Point-based annotation data:
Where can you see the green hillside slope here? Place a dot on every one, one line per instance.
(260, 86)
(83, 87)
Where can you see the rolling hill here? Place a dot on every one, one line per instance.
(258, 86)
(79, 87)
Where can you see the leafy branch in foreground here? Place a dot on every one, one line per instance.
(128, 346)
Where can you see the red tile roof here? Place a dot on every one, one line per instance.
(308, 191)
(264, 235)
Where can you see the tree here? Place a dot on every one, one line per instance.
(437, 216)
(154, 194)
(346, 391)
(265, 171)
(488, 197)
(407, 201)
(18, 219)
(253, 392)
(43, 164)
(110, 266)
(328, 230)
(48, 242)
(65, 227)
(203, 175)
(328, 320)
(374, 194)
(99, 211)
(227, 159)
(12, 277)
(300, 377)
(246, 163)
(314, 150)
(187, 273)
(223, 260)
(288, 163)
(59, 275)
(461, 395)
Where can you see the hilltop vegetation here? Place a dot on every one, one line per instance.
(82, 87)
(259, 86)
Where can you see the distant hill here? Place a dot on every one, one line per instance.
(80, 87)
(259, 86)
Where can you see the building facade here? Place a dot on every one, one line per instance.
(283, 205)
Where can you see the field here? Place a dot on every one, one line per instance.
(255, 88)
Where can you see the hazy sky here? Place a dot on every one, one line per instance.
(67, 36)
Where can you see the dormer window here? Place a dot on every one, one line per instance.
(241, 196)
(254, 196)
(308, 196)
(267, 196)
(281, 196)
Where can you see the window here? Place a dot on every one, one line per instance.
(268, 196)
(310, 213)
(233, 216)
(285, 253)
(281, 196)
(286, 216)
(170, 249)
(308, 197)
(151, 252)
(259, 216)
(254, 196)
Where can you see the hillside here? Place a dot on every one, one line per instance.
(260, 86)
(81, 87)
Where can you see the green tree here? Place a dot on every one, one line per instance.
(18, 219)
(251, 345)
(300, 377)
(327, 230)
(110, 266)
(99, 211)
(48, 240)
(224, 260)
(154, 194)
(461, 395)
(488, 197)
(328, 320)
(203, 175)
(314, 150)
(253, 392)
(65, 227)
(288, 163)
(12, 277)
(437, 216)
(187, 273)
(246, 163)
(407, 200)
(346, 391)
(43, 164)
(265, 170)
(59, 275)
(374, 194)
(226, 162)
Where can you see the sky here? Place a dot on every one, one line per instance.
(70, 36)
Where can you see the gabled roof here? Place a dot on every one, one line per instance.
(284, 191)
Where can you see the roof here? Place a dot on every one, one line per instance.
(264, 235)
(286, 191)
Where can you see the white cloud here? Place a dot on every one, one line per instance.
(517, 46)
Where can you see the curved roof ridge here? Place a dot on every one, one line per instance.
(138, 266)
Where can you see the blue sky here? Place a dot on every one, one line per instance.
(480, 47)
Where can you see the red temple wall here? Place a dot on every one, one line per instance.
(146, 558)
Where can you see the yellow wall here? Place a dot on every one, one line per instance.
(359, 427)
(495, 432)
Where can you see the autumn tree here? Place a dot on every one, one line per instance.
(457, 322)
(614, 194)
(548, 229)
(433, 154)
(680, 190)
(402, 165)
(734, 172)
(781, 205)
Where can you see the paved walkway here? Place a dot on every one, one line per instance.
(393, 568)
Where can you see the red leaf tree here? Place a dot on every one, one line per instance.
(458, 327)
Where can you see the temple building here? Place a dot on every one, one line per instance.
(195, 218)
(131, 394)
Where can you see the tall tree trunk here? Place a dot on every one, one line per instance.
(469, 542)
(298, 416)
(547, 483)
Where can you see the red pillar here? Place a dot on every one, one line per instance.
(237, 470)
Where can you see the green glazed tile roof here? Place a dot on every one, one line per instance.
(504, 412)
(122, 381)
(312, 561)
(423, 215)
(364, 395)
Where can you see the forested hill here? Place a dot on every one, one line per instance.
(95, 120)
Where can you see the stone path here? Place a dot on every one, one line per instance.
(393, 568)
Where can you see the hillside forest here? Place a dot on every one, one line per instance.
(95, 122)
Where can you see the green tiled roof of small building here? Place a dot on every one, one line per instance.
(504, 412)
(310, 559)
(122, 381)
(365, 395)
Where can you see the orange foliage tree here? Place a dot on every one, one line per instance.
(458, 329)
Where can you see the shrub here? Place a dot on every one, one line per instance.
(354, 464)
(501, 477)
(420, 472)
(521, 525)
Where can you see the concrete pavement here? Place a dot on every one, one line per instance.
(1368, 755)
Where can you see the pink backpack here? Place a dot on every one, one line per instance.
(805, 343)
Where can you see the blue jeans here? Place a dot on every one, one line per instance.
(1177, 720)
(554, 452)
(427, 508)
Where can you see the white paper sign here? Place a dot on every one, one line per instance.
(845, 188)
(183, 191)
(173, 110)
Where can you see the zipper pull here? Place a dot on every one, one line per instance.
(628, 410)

*YOUR INSTRUCTIONS*:
Your task is to retype all the records above with nothing left out.

*RESPONSE TO THE TASK*:
Where can you see the green hillside slope here? Place a dot on every one, one line per instance.
(260, 86)
(83, 87)
Where can you see the rolling hill here? Place a dot on every one, one line per instance.
(258, 86)
(79, 87)
Where can you see the leafy branch in foreground here? Place a dot on every one, one line per instance.
(128, 346)
Where can you see the red tile roof here? Place a dot on every one, one line per instance.
(308, 191)
(264, 235)
Where can you see the tree here? Place a dot on every one, one line per instance.
(437, 216)
(154, 194)
(346, 391)
(265, 171)
(488, 197)
(407, 201)
(18, 219)
(253, 392)
(43, 164)
(110, 266)
(328, 230)
(48, 242)
(65, 227)
(203, 175)
(328, 320)
(374, 194)
(99, 211)
(227, 159)
(12, 277)
(300, 377)
(246, 163)
(314, 150)
(187, 273)
(223, 260)
(288, 163)
(59, 275)
(461, 395)
Where can you see the hilltop vegetation here? Place a dot on every one, one line per instance.
(82, 87)
(259, 86)
Where can you see the distant hill here? Place a dot on every one, one line per instance.
(80, 87)
(259, 86)
Where can you see the building facade here? Place a dot on every one, one line per instance.
(283, 205)
Where can you see the field here? Place a dot on every one, one line per instance.
(255, 88)
Where can you see the hazy sky here? Place a dot on every one, one line per instance.
(67, 36)
Where can you see the dormer window here? Place a dot on every one, one line per instance.
(241, 196)
(254, 196)
(308, 196)
(267, 196)
(281, 196)
Where can you see the window here? Place a dot on every one, one line per instance.
(268, 196)
(310, 213)
(233, 216)
(285, 253)
(281, 196)
(286, 216)
(170, 249)
(308, 197)
(151, 252)
(259, 216)
(254, 196)
Where can you see the hillside here? Place a dot on every one, one line per instance.
(260, 86)
(81, 87)
Where can you see the green tree here? Place a dot on every one, one line per instance.
(18, 219)
(251, 345)
(300, 377)
(327, 230)
(110, 266)
(99, 211)
(48, 240)
(224, 260)
(154, 194)
(461, 395)
(488, 197)
(328, 320)
(203, 175)
(314, 150)
(253, 392)
(65, 227)
(288, 163)
(12, 277)
(437, 216)
(187, 273)
(246, 163)
(407, 200)
(346, 391)
(43, 164)
(265, 170)
(59, 275)
(374, 194)
(226, 162)
Where can you see the sky here? Place a dot on every one, one line per instance.
(70, 36)
Where can you see the gabled roof here? Place a dot on every one, one line per instance.
(284, 191)
Where can you see the roof here? Place a dot on every one, one line per instance.
(264, 235)
(286, 191)
Where can you see the white cloud here? Place a dot on every one, one line per instance.
(517, 46)
Where can you see the curved roof ridge here? Place a dot on every one, one line per instance.
(138, 266)
Where can you see the blue sky here? Place a dot on every one, one line per instance.
(480, 47)
Where can you see the red temple wall here? Place a dot on every one, one line per instance.
(146, 558)
Where can you see the yellow wall here? Place a dot on every one, one line per instance.
(359, 427)
(495, 432)
Where can you see the autumn tree here? Place a dot on every one, one line per instance.
(457, 322)
(614, 194)
(548, 229)
(433, 154)
(680, 190)
(402, 165)
(734, 172)
(781, 205)
Where can you see the paved walkway here? Place a dot on every one, one line per instance.
(393, 568)
Where can you see the red leaf tree here? Place a dot on every one, one line per instance.
(458, 327)
Where can you see the temple building here? Place a dot on every one, one line per instance.
(195, 218)
(131, 394)
Where can you see the tall tree trunk here? Place a dot on every one, one line per instance.
(469, 542)
(298, 416)
(547, 483)
Where can you see the red pillar here? Place a dot on every one, one line per instance.
(237, 470)
Where can you see the green glazed tile roof here? Place a dot on every one, one line per instance.
(504, 412)
(122, 381)
(312, 561)
(423, 215)
(364, 395)
Where can you see the forested hill here? Place a dot on every one, one line per instance.
(95, 120)
Where can you see the stone path here? Place a dot on every one, one line per instance.
(393, 568)
Where can you see the hillside forest here? Place a dot on every one, one line per instance.
(95, 122)
Where can you see the green tiled roof of small building here? Place a dot on every one, one line per instance.
(504, 412)
(310, 559)
(122, 381)
(365, 395)
Where can you see the orange foliage tree here? Place a dot on every one, one line per instance.
(458, 329)
Where can you see the shrub here? Place a dot on every one, one line per instance.
(354, 464)
(501, 477)
(420, 472)
(521, 525)
Where can you see the concrete pavement here? Place a dot on every one, one line per instance.
(1368, 755)
Where can you see the pink backpack here? Place a dot on every one, one line per instance.
(805, 343)
Where can you see the blue jeans here? Place a dot on every one, one line per instance.
(1177, 720)
(554, 452)
(427, 508)
Where can you see the white paper sign here? Place a dot on every one, one line per instance.
(845, 188)
(183, 191)
(173, 110)
Where can you see the zipper pull here? Place a dot on every one, one line per instance.
(628, 410)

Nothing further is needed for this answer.